Description of the task -
The reply should consist of every entry, repeated exactly.

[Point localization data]
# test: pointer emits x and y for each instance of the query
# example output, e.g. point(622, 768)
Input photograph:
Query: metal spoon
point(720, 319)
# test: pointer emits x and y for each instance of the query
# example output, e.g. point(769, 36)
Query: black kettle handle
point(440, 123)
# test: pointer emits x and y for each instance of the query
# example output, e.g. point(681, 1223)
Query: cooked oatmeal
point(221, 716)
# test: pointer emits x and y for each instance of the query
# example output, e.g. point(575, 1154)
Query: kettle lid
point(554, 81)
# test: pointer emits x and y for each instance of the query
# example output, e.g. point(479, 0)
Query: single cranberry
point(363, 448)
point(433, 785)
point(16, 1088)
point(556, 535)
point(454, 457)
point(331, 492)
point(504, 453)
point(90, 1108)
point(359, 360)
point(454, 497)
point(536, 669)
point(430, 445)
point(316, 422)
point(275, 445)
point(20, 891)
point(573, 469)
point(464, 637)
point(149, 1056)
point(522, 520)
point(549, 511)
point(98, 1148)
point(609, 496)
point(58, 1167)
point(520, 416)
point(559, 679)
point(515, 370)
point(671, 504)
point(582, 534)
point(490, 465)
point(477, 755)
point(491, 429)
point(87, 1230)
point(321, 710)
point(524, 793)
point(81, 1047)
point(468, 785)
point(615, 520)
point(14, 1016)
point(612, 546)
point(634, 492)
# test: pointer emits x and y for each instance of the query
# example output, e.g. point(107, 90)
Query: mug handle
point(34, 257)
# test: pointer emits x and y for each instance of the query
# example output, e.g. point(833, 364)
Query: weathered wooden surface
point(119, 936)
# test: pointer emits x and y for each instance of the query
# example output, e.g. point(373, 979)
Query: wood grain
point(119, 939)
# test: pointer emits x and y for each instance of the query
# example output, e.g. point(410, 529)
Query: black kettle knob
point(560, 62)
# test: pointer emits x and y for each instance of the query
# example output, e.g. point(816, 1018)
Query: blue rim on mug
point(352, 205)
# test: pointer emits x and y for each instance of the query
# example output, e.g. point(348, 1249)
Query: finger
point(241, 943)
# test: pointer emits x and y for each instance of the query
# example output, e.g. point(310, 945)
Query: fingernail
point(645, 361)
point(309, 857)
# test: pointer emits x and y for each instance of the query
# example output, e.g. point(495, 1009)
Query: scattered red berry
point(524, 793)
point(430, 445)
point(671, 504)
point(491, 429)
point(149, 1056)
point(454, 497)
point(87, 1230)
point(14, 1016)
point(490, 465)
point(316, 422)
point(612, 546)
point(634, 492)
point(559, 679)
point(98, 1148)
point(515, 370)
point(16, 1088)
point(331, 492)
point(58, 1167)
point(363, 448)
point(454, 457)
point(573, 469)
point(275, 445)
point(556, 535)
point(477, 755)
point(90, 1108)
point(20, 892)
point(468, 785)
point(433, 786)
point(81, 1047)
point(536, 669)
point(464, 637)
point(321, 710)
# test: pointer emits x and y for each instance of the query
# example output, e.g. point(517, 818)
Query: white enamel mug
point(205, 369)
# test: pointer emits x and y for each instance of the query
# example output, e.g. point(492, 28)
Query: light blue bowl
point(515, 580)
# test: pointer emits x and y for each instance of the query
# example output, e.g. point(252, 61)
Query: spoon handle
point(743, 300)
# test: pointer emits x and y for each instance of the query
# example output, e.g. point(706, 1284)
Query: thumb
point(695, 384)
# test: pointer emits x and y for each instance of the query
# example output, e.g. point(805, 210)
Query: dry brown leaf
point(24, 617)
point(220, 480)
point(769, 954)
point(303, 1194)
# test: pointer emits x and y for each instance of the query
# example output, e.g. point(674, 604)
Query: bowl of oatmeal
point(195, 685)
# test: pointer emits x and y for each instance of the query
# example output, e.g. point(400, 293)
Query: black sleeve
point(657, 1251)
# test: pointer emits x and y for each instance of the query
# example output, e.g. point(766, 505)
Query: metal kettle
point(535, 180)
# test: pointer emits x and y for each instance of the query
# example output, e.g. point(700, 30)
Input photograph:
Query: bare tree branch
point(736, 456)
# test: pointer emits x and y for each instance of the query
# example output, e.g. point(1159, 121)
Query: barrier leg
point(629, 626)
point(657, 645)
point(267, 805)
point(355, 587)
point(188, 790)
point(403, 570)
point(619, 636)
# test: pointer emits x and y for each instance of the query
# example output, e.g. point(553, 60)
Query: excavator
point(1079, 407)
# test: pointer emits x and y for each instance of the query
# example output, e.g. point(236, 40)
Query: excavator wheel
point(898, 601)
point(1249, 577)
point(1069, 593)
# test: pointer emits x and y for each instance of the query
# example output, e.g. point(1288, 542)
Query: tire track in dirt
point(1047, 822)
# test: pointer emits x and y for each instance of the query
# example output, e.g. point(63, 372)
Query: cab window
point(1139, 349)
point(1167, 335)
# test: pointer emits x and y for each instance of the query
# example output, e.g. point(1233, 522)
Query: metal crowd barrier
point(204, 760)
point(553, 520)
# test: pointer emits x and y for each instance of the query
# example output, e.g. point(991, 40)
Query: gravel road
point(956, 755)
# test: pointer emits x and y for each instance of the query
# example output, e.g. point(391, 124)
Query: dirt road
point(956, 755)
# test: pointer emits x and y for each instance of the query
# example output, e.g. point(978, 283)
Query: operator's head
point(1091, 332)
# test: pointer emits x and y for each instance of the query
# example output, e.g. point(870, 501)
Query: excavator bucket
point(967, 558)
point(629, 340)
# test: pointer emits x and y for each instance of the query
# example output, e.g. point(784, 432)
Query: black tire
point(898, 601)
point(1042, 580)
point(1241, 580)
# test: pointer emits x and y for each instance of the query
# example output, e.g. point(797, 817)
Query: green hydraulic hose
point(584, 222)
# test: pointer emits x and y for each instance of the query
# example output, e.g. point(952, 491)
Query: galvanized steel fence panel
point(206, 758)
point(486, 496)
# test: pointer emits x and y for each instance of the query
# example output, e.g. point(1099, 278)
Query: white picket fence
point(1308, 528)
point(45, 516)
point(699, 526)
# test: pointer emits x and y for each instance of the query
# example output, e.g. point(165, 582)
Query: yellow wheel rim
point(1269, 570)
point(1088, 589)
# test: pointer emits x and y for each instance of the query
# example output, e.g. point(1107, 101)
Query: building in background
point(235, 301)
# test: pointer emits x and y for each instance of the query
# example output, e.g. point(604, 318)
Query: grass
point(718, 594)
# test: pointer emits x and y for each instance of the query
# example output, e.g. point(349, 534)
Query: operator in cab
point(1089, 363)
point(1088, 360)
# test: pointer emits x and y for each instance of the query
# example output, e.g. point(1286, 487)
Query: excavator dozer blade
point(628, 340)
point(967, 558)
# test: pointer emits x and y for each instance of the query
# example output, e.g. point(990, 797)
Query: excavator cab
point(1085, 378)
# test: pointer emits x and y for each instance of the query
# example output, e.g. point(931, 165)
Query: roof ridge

Written response -
# test: pointer emits x and y for each instance of the query
# example output, e.g. point(622, 768)
Input photograph:
Query: metal spoon
point(720, 319)
# test: pointer emits x and y for each instance of the query
# example output, e.g. point(769, 36)
Query: black kettle handle
point(440, 123)
# test: pointer emits x and y for each instance of the query
# example output, e.g. point(681, 1223)
Query: cooked oatmeal
point(221, 716)
# test: pointer emits x and y for each instance of the query
# example output, e.g. point(575, 1154)
Query: kettle lid
point(554, 81)
# test: pointer emits x and y for each instance of the query
# example output, e.g. point(479, 0)
Query: single cranberry
point(363, 448)
point(433, 785)
point(16, 1088)
point(556, 535)
point(454, 457)
point(331, 492)
point(504, 453)
point(90, 1108)
point(359, 360)
point(454, 497)
point(536, 669)
point(430, 445)
point(316, 422)
point(275, 445)
point(20, 891)
point(573, 469)
point(464, 637)
point(149, 1056)
point(522, 520)
point(549, 511)
point(98, 1148)
point(609, 496)
point(58, 1167)
point(520, 416)
point(559, 679)
point(515, 370)
point(671, 504)
point(582, 534)
point(490, 465)
point(477, 755)
point(491, 429)
point(87, 1230)
point(321, 710)
point(524, 793)
point(81, 1047)
point(468, 785)
point(615, 520)
point(14, 1016)
point(612, 546)
point(634, 492)
# test: pointer emits x and y for each instance of the query
# example output, e.g. point(107, 90)
Query: mug handle
point(34, 257)
# test: pointer emits x and y for each instance of the query
# example output, e.g. point(833, 364)
Query: weathered wooden surface
point(119, 936)
# test: pointer emits x and y for each instance of the query
# example output, e.g. point(373, 979)
Query: wood grain
point(119, 939)
# test: pointer emits x and y for each instance of the query
# example output, e.g. point(410, 529)
Query: black kettle knob
point(560, 62)
# test: pointer emits x and y for each instance of the query
# example output, e.g. point(816, 1018)
Query: blue rim on mug
point(352, 205)
# test: pointer emits x and y for each instance of the query
# example output, e.g. point(348, 1249)
Query: finger
point(241, 943)
# test: pointer emits x and y for each instance of the query
# example output, e.g. point(310, 945)
Query: fingernail
point(645, 361)
point(309, 857)
# test: pointer emits x and y for each instance of the query
# example output, e.g. point(495, 1009)
Query: scattered red berry
point(524, 793)
point(430, 445)
point(671, 504)
point(491, 429)
point(149, 1056)
point(454, 497)
point(87, 1230)
point(14, 1016)
point(490, 465)
point(316, 422)
point(612, 546)
point(634, 492)
point(559, 679)
point(98, 1148)
point(515, 370)
point(16, 1088)
point(331, 492)
point(58, 1167)
point(363, 448)
point(454, 457)
point(573, 469)
point(275, 445)
point(556, 535)
point(477, 755)
point(90, 1108)
point(20, 892)
point(468, 785)
point(433, 786)
point(81, 1047)
point(536, 669)
point(464, 637)
point(321, 710)
# test: pointer emits x and y for each instance of the query
# example output, e.g. point(517, 818)
Query: white enamel mug
point(205, 369)
# test: pointer emits x and y for each instance of the query
# example output, e.g. point(492, 28)
Query: light blue bowl
point(515, 580)
# test: pointer emits x and y for each instance of the query
# example output, e.g. point(252, 61)
Query: spoon handle
point(743, 300)
# test: pointer emits x and y for each instance of the query
# example output, e.g. point(706, 1284)
Query: thumb
point(695, 384)
# test: pointer emits x and y for each instance of the query
# example output, e.g. point(805, 210)
Query: dry brown leaf
point(24, 617)
point(220, 480)
point(769, 954)
point(303, 1194)
# test: pointer emits x and y for each instance of the query
# example output, e.g. point(674, 604)
Query: bowl of oatmeal
point(195, 685)
# test: pointer emits x and y for each instance of the query
# example output, e.g. point(400, 293)
Query: black sleeve
point(657, 1251)
# test: pointer emits x and y for each instance of the query
# example output, e.g. point(766, 505)
Query: metal kettle
point(535, 180)
# test: pointer emits x and y for each instance of the query
# example output, e.g. point(700, 30)
Input photograph:
Query: bare tree branch
point(736, 456)
# test: pointer emits x and y for each instance of the query
# example output, e.g. point(1159, 121)
Query: barrier leg
point(629, 626)
point(657, 645)
point(267, 805)
point(355, 587)
point(188, 790)
point(403, 570)
point(619, 636)
# test: pointer emits x and y for each instance of the query
# example output, e.g. point(553, 60)
Query: excavator
point(1079, 407)
# test: pointer emits x and y for each instance of the query
# example output, e.g. point(236, 40)
Query: excavator wheel
point(898, 601)
point(1249, 577)
point(1069, 593)
# test: pointer emits x and y for each instance of the query
# example output, e.g. point(1288, 542)
Query: tire track in dirt
point(1047, 822)
# test: pointer emits x and y for each instance of the query
# example output, e.g. point(63, 372)
Query: cab window
point(1139, 349)
point(1167, 335)
# test: pointer emits x and y for each instance of the query
# example output, e.g. point(1233, 522)
Query: metal crowd barrier
point(204, 760)
point(553, 520)
# test: pointer emits x and y for each instance of the query
# example output, e.g. point(991, 40)
Query: gravel road
point(956, 755)
# test: pointer emits x and y for each instance of the query
# example output, e.g. point(391, 124)
Query: dirt road
point(956, 755)
# test: pointer emits x and y for each instance of the query
# example output, e.g. point(978, 283)
Query: operator's head
point(1091, 332)
# test: pointer emits x and y for each instance of the query
# example output, e.g. point(870, 501)
Query: excavator bucket
point(967, 558)
point(629, 340)
# test: pointer emits x and y for each instance of the query
# example output, e.g. point(784, 432)
Query: black tire
point(898, 601)
point(1042, 580)
point(1241, 580)
# test: pointer emits x and y for each instance of the query
# example output, e.g. point(797, 817)
Query: green hydraulic hose
point(584, 222)
# test: pointer emits x and y for each instance of the query
# example output, e.g. point(952, 491)
Query: galvanized steel fence panel
point(206, 758)
point(486, 496)
# test: pointer emits x and y for each instance of the query
# example output, e.g. point(1099, 278)
Query: white picket fence
point(1308, 528)
point(45, 516)
point(699, 526)
# test: pointer emits x and y for each instance of the query
# example output, e.g. point(165, 582)
Query: yellow wheel rim
point(1269, 570)
point(1088, 589)
# test: pointer emits x and y for each instance of the query
# example output, e.g. point(1107, 101)
Query: building in background
point(235, 301)
# test: pointer emits x and y for each instance of the query
# example output, e.g. point(604, 318)
Query: grass
point(718, 594)
# test: pointer emits x and y for each instance of the query
# example output, e.g. point(349, 534)
Query: operator in cab
point(1089, 363)
point(1088, 360)
# test: pointer emits x and y for each instance of the query
# example output, e.g. point(1286, 487)
Query: excavator dozer blade
point(628, 340)
point(967, 558)
# test: pointer emits x and y for each instance of the query
# example output, e.g. point(990, 797)
Query: excavator cab
point(1085, 378)
# test: pointer emits x and y for each instance of the query
# example output, e.g. point(931, 165)
Query: roof ridge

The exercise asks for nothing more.